● **DESCRIPTION OF THE TASK**
Your job is to copy every record exactly.

+ + + + +

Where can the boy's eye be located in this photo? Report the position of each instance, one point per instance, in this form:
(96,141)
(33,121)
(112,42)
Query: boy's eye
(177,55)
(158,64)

+ + + + +

● **EXPECTED OUTPUT**
Where can the boy's eye be located in this photo? Report the position of each instance, one point per instance, in this form:
(96,141)
(33,121)
(112,42)
Query: boy's eye
(177,55)
(158,64)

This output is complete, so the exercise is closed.